Exercise task 1:
Count the lines in the entries below that contain the string "stem", treating uppercase and lowercase as different. Reply with the number only.

Article:
___
For example, consider an invention that combines today’s rolling shoes—shoes with ‘pop-out’ wheels that allow for rollerskating—with pop-out interlockable planks that can be connected to form a skateboard. In many ways these two are substitutes: they are both used for transportation and exercise in ways that are less jarring than running and more portable than bicycles. To the best of the author’s knowledge, no such invention exists. Why would a skateboarder or rollerblader ever want to pay for a contraption that switches within seconds between the two modes? As illustrated here, it is simply very difficult to synthesize the feature embodied by a pair of rolling shoes, with the feature embodied by a skateboard.

At moderate levels of relatedness among features, valuable connections are more likely discovered. Relatedness between features is not so low that it takes a prohibitively high level of knowledge scope to find situations shared by the features. At the same time, because relatedness is not too high, valuable integration does not require burdensomely costly synthesis. A minimization can be struck between the cost of connecting unrelated features and the cost of synthesizing or integrating overly related ones.

Hypothesis 1

The expected usefulness of inventions is highest when it involves features that tend to be intermediately related to one another.

Past research suggests that the success of a new product or invention is a positive function of the level of the firm’s so-called ‘proximal’ technological experience (Nerkar and Roberts 2004). Experience combining a set of components contributes to a ‘cognitive map’ of the values of solutions to a given problem (Gavetti and Levinthal 2000). Results and lessons learned from experience with specific features can be generalized and combined with other such lessons to help serve as a map in guiding experimentation with technologically related sets of features (c.f. Fleming and Sorenson 2004; see also Schilling et al. 2003).
___
(Point placement entries)
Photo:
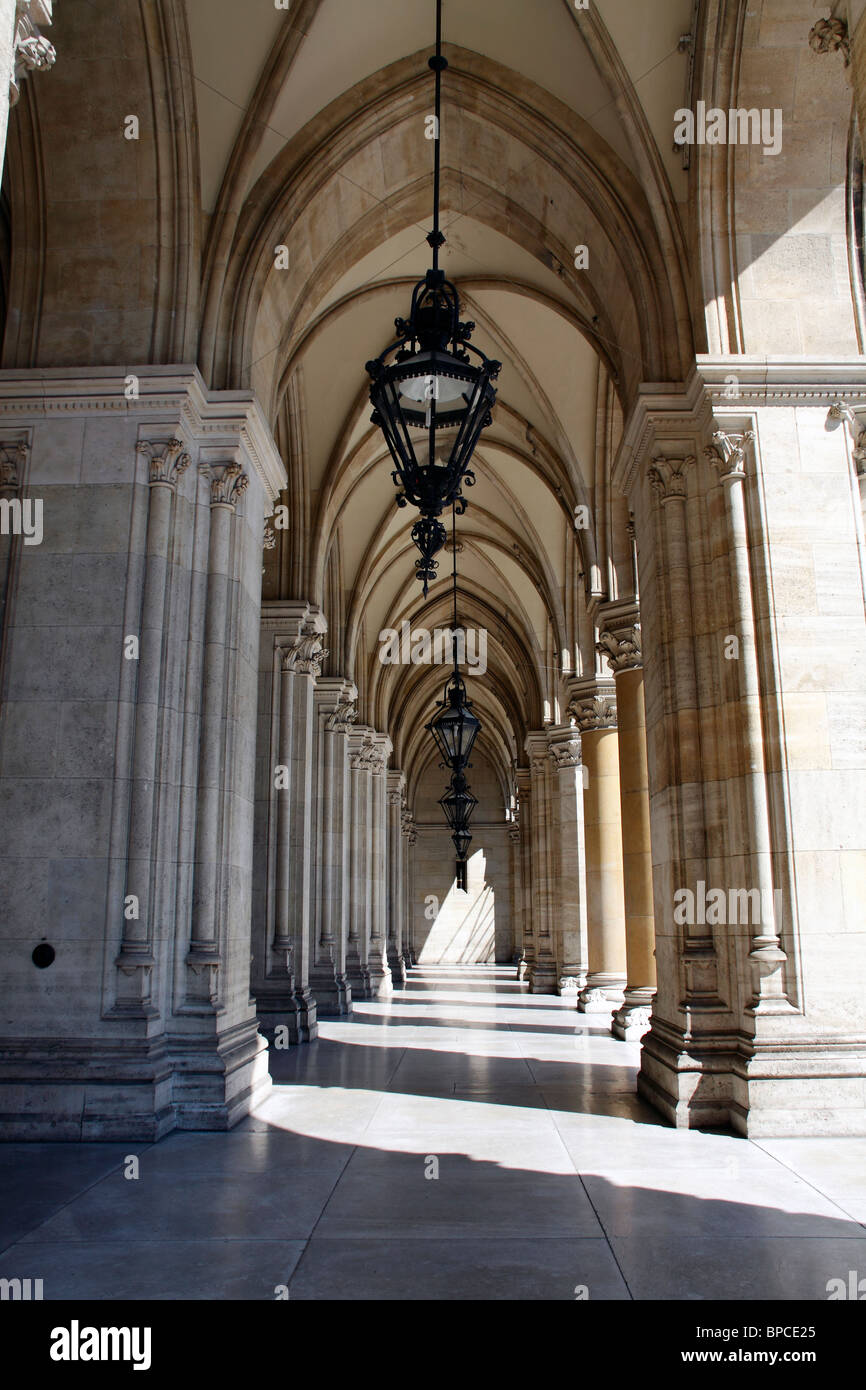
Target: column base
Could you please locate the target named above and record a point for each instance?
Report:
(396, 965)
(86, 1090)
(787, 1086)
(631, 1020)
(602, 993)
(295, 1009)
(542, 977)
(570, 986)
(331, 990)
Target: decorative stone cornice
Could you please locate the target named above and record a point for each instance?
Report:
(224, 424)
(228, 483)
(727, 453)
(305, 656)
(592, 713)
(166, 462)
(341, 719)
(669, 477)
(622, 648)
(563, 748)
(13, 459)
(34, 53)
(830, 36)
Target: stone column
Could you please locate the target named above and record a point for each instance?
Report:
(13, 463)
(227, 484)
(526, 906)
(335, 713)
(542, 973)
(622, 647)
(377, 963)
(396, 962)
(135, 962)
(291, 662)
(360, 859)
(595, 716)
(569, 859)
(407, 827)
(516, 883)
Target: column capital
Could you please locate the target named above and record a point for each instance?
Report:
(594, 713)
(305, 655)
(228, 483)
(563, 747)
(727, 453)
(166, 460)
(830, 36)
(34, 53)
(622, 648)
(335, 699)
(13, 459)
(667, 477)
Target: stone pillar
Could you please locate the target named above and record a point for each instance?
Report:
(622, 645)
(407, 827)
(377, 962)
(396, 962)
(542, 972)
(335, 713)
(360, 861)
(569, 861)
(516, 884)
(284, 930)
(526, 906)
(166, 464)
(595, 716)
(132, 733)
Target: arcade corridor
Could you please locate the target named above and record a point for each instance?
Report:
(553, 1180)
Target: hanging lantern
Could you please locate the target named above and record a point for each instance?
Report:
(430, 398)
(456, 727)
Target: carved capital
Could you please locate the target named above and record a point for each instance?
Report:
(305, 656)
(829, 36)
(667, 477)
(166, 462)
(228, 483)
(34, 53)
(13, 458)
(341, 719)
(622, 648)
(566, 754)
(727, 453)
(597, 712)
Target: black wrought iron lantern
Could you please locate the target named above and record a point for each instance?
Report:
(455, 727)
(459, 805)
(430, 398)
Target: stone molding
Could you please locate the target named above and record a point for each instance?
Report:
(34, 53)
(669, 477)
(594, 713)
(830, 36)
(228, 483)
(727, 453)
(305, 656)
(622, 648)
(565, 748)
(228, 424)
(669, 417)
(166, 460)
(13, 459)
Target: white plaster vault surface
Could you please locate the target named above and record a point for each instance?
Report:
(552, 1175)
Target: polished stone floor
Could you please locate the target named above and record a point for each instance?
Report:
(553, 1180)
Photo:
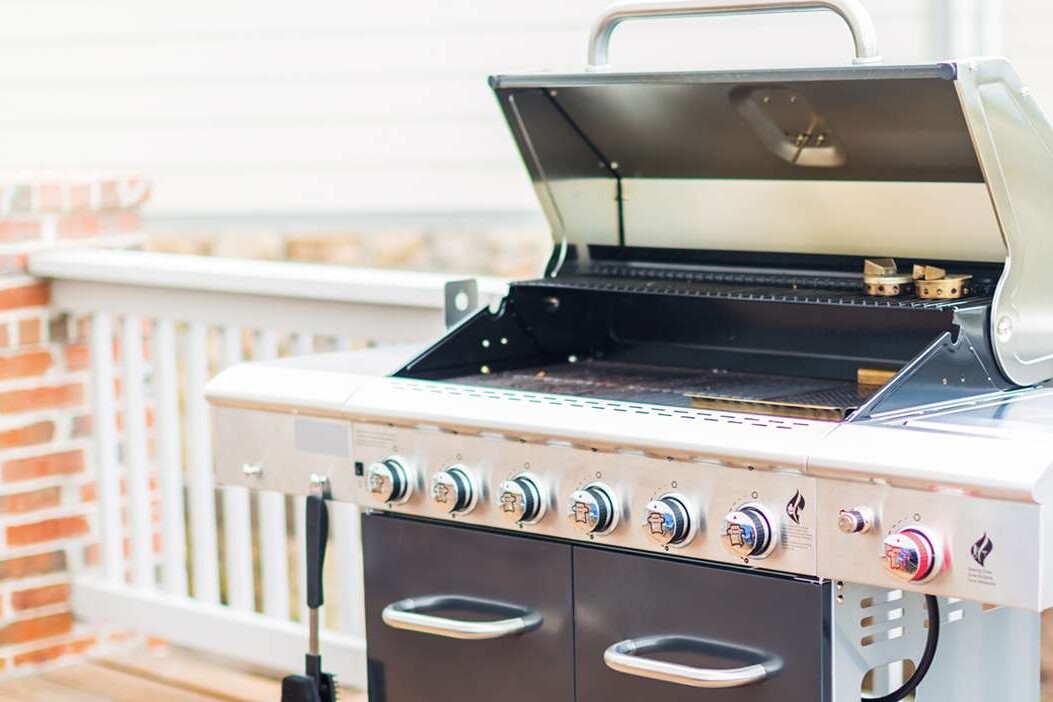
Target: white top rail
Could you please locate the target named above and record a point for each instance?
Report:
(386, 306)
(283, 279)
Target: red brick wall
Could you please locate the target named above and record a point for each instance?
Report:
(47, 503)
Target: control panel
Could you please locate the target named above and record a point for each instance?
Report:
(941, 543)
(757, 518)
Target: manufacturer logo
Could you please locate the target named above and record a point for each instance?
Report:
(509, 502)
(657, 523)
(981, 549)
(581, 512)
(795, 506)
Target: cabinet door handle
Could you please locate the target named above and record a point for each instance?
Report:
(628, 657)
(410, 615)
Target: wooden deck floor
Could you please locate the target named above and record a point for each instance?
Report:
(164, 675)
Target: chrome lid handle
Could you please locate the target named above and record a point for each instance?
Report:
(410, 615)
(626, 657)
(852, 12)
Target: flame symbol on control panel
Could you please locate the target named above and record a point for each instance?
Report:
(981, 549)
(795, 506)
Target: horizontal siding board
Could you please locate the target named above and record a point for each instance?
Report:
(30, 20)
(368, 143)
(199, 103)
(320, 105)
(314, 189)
___
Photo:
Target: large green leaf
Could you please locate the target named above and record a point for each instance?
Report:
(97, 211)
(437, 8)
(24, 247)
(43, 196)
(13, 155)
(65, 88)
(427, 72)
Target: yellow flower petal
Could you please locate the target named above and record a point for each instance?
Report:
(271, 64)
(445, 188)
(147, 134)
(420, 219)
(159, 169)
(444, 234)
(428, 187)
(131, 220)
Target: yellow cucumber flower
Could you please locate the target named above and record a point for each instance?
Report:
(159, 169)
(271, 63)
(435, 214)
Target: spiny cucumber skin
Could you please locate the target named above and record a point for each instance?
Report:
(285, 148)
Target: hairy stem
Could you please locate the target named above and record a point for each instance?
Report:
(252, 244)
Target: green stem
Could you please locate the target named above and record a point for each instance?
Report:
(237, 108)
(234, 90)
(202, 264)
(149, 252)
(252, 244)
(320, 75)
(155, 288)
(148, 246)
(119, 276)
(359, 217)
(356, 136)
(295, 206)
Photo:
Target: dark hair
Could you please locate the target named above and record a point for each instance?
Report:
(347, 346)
___
Exercise task 2:
According to the passage on combining invention features, what two uses do rolling shoes and skateboards share?

Worked answer 1:
2

Worked answer 2:
Transportation and exercise.